→ **Instructions for the task**:
Format each line of the data below as an item in a numbered list, leaving out any blank lines.

[Bounding-box records]
* START *
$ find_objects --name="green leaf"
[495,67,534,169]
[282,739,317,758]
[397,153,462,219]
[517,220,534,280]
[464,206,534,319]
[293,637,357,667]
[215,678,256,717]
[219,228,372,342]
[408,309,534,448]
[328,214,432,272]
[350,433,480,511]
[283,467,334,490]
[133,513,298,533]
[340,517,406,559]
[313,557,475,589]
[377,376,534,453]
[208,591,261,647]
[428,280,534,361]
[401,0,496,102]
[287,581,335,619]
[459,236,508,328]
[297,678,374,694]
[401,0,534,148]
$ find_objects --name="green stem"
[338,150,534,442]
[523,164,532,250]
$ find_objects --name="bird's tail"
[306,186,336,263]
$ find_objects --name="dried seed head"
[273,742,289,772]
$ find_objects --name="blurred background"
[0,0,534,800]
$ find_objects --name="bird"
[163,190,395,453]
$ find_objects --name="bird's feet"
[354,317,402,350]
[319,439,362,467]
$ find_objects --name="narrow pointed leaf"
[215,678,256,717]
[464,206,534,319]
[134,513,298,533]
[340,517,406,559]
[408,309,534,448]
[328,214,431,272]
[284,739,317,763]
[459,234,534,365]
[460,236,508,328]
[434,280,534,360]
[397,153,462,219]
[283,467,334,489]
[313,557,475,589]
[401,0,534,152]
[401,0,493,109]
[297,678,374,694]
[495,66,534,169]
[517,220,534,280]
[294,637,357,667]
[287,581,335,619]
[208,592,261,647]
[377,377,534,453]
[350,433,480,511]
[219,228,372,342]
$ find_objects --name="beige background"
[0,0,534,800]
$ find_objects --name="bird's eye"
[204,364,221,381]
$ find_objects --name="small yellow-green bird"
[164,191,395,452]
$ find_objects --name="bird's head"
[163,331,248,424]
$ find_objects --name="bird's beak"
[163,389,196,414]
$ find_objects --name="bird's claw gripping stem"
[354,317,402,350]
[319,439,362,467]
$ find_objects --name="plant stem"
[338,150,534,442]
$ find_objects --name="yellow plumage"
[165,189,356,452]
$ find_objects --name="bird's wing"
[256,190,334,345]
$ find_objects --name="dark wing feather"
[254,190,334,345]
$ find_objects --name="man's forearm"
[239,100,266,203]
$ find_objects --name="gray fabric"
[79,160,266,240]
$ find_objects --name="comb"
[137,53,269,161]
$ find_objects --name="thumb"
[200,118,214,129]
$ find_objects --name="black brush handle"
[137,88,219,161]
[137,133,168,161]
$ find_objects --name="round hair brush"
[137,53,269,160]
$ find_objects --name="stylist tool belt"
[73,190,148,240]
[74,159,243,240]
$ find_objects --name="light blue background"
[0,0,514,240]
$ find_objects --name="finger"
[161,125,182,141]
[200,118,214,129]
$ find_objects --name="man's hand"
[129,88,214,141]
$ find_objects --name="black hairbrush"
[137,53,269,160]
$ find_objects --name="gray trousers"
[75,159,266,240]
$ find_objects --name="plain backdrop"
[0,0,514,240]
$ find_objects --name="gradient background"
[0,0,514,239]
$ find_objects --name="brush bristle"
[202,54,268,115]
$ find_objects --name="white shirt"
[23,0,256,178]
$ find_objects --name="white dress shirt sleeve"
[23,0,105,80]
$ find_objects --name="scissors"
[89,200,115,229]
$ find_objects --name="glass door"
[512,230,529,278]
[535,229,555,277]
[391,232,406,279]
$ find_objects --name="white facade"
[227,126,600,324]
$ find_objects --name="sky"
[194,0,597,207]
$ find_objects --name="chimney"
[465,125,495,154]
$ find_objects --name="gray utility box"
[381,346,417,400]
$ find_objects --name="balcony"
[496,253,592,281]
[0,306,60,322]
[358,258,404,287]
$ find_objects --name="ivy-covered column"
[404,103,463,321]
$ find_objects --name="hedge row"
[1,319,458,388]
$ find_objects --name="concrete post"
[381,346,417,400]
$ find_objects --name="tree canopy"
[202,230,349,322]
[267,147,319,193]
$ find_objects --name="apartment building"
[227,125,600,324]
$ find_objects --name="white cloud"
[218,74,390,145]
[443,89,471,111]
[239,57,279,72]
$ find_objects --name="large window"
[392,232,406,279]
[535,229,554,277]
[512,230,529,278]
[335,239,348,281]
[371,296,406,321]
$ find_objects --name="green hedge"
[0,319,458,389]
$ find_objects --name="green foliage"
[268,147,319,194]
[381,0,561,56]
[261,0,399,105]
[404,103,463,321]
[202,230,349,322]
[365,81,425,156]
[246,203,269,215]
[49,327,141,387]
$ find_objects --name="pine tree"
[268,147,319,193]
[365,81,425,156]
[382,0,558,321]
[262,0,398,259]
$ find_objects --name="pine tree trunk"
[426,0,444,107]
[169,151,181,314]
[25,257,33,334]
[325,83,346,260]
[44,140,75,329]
* END *
→ **Output below**:
1. $ find_objects --name="green leaf"
2. [495,67,534,169]
3. [282,739,317,758]
4. [397,153,462,219]
5. [517,220,534,280]
6. [464,206,534,319]
7. [293,637,357,667]
8. [215,678,256,717]
9. [219,228,372,342]
10. [408,309,534,448]
11. [328,214,432,272]
12. [350,433,480,511]
13. [283,467,334,490]
14. [133,513,298,533]
15. [340,517,406,559]
16. [313,557,475,589]
17. [377,376,534,453]
18. [208,591,261,647]
19. [428,280,534,361]
20. [401,0,496,102]
21. [287,581,335,619]
22. [459,236,508,328]
23. [297,678,374,694]
24. [401,0,534,148]
25. $ find_objects --name="green stem"
26. [338,150,534,442]
27. [523,164,532,250]
28. $ find_objects --name="bird's tail"
29. [306,186,336,263]
30. $ find_objects --name="dried seed head"
31. [273,742,289,772]
32. $ find_objects --name="blurred background"
33. [0,0,534,800]
34. $ find_objects --name="bird"
35. [163,190,395,453]
36. $ find_objects --name="bird's feet"
37. [354,317,402,350]
38. [319,439,362,467]
39. $ find_objects --name="narrow pointed leaf"
40. [215,678,256,717]
41. [464,206,534,319]
42. [134,513,298,533]
43. [340,517,406,559]
44. [408,309,534,448]
45. [328,214,431,272]
46. [284,739,317,763]
47. [459,234,534,365]
48. [460,236,508,328]
49. [434,280,534,360]
50. [397,153,462,219]
51. [283,467,334,489]
52. [313,557,475,589]
53. [401,0,534,152]
54. [401,0,493,109]
55. [297,678,374,694]
56. [495,66,534,169]
57. [517,220,534,280]
58. [294,637,357,667]
59. [287,581,335,619]
60. [208,592,261,647]
61. [377,377,534,453]
62. [350,433,480,511]
63. [219,228,372,342]
64. $ find_objects --name="beige background"
65. [0,0,534,800]
66. $ find_objects --name="bird's eye"
67. [204,364,221,381]
68. $ find_objects --name="small yellow-green bird"
69. [164,191,395,452]
70. $ find_objects --name="bird's head"
71. [163,331,248,424]
72. $ find_objects --name="bird's beak"
73. [163,389,196,414]
74. $ find_objects --name="bird's claw gripping stem"
75. [354,317,402,350]
76. [319,439,362,467]
77. $ find_objects --name="plant stem"
78. [338,150,534,442]
79. $ find_objects --name="yellow plumage"
80. [165,189,356,452]
81. $ find_objects --name="bird's wing"
82. [256,190,334,345]
83. $ find_objects --name="dark wing feather"
84. [254,190,334,345]
85. $ find_objects --name="man's forearm"
86. [239,100,266,203]
87. $ find_objects --name="gray fabric"
88. [79,160,266,240]
89. $ find_objects --name="comb"
90. [137,53,269,161]
91. $ find_objects --name="thumb"
92. [200,118,214,129]
93. $ find_objects --name="black brush handle"
94. [137,88,219,161]
95. [137,133,168,161]
96. $ find_objects --name="round hair brush"
97. [137,53,269,160]
98. $ find_objects --name="stylist tool belt"
99. [73,190,148,240]
100. [74,159,243,240]
101. $ find_objects --name="light blue background"
102. [0,0,514,240]
103. $ find_objects --name="finger"
104. [161,125,182,141]
105. [200,118,214,129]
106. $ find_objects --name="man's hand"
107. [129,88,214,141]
108. $ find_objects --name="black hairbrush"
109. [137,53,269,160]
110. $ find_objects --name="gray trousers"
111. [75,159,266,240]
112. $ find_objects --name="plain backdrop"
113. [0,0,514,240]
114. $ find_objects --name="gradient background"
115. [0,0,514,239]
116. $ find_objects --name="brush bristle"
117. [202,54,268,115]
118. $ find_objects --name="white shirt"
119. [23,0,256,178]
120. $ find_objects --name="white dress shirt sleeve"
121. [23,0,105,80]
122. $ find_objects --name="scissors"
123. [89,200,115,229]
124. $ find_objects --name="glass door"
125. [512,230,529,278]
126. [535,229,555,277]
127. [391,232,406,279]
128. $ find_objects --name="white facade"
129. [227,126,600,324]
130. $ find_objects --name="sky"
131. [194,0,597,207]
132. $ find_objects --name="chimney"
133. [465,125,495,154]
134. $ find_objects --name="gray utility box"
135. [381,346,417,400]
136. $ find_objects --name="balcony"
137. [496,253,592,281]
138. [0,306,60,322]
139. [358,258,404,287]
140. $ find_objects --name="ivy-covered column"
141. [404,103,463,321]
142. $ find_objects --name="hedge row"
143. [1,319,458,388]
144. $ find_objects --name="concrete post"
145. [381,346,417,400]
146. $ find_objects --name="tree canopy"
147. [202,230,349,322]
148. [267,147,319,193]
149. $ find_objects --name="apartment building"
150. [227,125,600,324]
151. $ find_objects --name="white cloud"
152. [218,74,390,145]
153. [443,89,471,111]
154. [239,57,279,72]
155. $ find_objects --name="large window"
156. [392,232,406,279]
157. [535,229,554,277]
158. [512,230,529,278]
159. [335,239,348,281]
160. [371,296,406,321]
161. $ find_objects --name="green hedge"
162. [0,319,458,389]
163. $ find_objects --name="green foliage"
164. [268,147,319,194]
165. [381,0,561,56]
166. [261,0,399,105]
167. [404,103,463,321]
168. [202,230,349,322]
169. [365,81,425,156]
170. [246,203,269,215]
171. [49,327,141,387]
172. $ find_objects --name="pine tree"
173. [268,147,319,193]
174. [365,81,425,156]
175. [382,0,558,321]
176. [262,0,398,259]
177. $ find_objects --name="pine tree trunk"
178. [426,0,444,107]
179. [169,151,181,314]
180. [25,257,33,334]
181. [325,83,346,260]
182. [44,140,75,329]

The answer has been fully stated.